> _OBIETTIVO_
Cita alla lettera il brano del testo sul delitto Matteotti che comincia con “Anche Matteo Matteotti, il” e arriva fino a “completa e totale.”.

> _FONTE_

========================================================================

Nel 1933 Amerigo Dumini scrisse un documento (sarà pubblicato anche su Il Ponte, anno XLII, n.2, marzo-aprile 1986, pp. 76-93.) in cui espressamente indicò “il coinvolgimento diretto di Arnaldo Mussolini” nell’affaire Sinclair. Se ne era già occupata a guerra finita la magistratura, ma la Corte di Assise di Roma il 4 aprile 1947 si fermò nel delitto Matteotti solo all’aspetto ‘politico’. Ma, in seguito, ulteriori ricerche condotte anche da un altro affermato storico, come Mauro Canali nel 1997 ( da “Il delitto Matteotti. Affarismo e politica nel primo governo Mussolini, Bologna, Il Mulino), arrivarono alla conclusione che “Benito Mussolini avesse dato l'ordine di assassinare Matteotti ai suoi sicari proprio per impedirgli di denunciare le tangenti davanti alla Camera”.

Anche Matteo Matteotti, il figlio di Giacomo, ha più volte dichiarato di esser sempre stato convinto che l’assassinio del padre fosse dovuto a quanto avesse provato di irregolarità 'nell’affaire Sinclair', ma andò anche oltre: non solo tirando dentro la famiglia Mussolini, ma anche direttamente il Re Vittorio Emanuele III. E forse fu questa scoperta la ‘causa decisiva’ della morte del grande oppositore del fascismo, l’ultimo ostacolo verso la dittatura completa e totale.

========================================================================

> _DATI ESTRATTI_
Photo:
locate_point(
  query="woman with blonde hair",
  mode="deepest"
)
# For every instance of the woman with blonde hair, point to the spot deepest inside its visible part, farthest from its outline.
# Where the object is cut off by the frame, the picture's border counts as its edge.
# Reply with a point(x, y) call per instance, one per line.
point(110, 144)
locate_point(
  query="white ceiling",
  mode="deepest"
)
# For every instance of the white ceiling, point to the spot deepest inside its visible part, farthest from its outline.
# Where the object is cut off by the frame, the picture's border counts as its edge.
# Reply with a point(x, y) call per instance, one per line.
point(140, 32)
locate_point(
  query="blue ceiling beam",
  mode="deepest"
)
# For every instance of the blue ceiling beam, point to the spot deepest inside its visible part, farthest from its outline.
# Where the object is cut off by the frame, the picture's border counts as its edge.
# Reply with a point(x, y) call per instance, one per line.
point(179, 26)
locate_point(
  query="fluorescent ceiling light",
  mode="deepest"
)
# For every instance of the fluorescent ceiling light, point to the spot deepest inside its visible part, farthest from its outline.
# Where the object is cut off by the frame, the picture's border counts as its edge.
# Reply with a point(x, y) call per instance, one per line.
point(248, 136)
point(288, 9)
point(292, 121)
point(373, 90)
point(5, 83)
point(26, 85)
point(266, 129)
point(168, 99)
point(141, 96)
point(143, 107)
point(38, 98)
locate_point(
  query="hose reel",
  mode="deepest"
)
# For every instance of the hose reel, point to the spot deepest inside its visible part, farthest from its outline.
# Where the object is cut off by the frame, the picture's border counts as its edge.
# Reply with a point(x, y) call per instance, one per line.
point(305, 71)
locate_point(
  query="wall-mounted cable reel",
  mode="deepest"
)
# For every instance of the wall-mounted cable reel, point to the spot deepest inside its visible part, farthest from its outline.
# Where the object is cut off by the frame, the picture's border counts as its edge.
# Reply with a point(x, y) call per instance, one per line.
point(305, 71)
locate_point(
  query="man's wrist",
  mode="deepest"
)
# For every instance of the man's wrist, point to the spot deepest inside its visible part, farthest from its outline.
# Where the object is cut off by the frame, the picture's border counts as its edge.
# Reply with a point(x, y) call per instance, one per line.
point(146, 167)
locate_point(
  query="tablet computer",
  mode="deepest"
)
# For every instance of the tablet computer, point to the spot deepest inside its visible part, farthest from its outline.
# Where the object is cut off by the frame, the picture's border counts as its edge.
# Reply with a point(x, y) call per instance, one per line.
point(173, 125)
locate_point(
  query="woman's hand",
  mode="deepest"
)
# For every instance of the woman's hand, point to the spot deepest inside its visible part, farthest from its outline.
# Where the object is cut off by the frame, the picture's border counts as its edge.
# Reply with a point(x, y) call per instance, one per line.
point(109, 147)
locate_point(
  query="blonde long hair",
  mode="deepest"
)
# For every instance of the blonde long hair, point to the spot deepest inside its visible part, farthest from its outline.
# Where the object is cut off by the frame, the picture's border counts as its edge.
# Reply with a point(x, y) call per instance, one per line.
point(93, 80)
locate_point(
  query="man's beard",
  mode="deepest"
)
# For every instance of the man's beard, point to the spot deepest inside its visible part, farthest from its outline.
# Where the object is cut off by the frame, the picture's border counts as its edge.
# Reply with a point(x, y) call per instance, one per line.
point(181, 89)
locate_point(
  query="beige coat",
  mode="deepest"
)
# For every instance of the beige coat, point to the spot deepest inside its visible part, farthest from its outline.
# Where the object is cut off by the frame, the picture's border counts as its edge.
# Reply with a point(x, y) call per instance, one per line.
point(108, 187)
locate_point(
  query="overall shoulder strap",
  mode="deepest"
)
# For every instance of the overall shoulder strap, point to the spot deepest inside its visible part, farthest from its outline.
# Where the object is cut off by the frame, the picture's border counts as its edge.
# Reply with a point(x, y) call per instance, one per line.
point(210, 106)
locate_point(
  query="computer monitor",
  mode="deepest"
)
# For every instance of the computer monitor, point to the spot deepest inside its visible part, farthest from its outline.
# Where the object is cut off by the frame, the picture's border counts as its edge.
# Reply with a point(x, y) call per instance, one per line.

========================================================================

> _RISULTATO_
Anche Matteo Matteotti, il figlio di Giacomo, ha più volte dichiarato di esser sempre stato convinto che l’assassinio del padre fosse dovuto a quanto avesse provato di irregolarità 'nell’affaire Sinclair', ma andò anche oltre: non solo tirando dentro la famiglia Mussolini, ma anche direttamente il Re Vittorio Emanuele III. E forse fu questa scoperta la ‘causa decisiva’ della morte del grande oppositore del fascismo, l’ultimo ostacolo verso la dittatura completa e totale.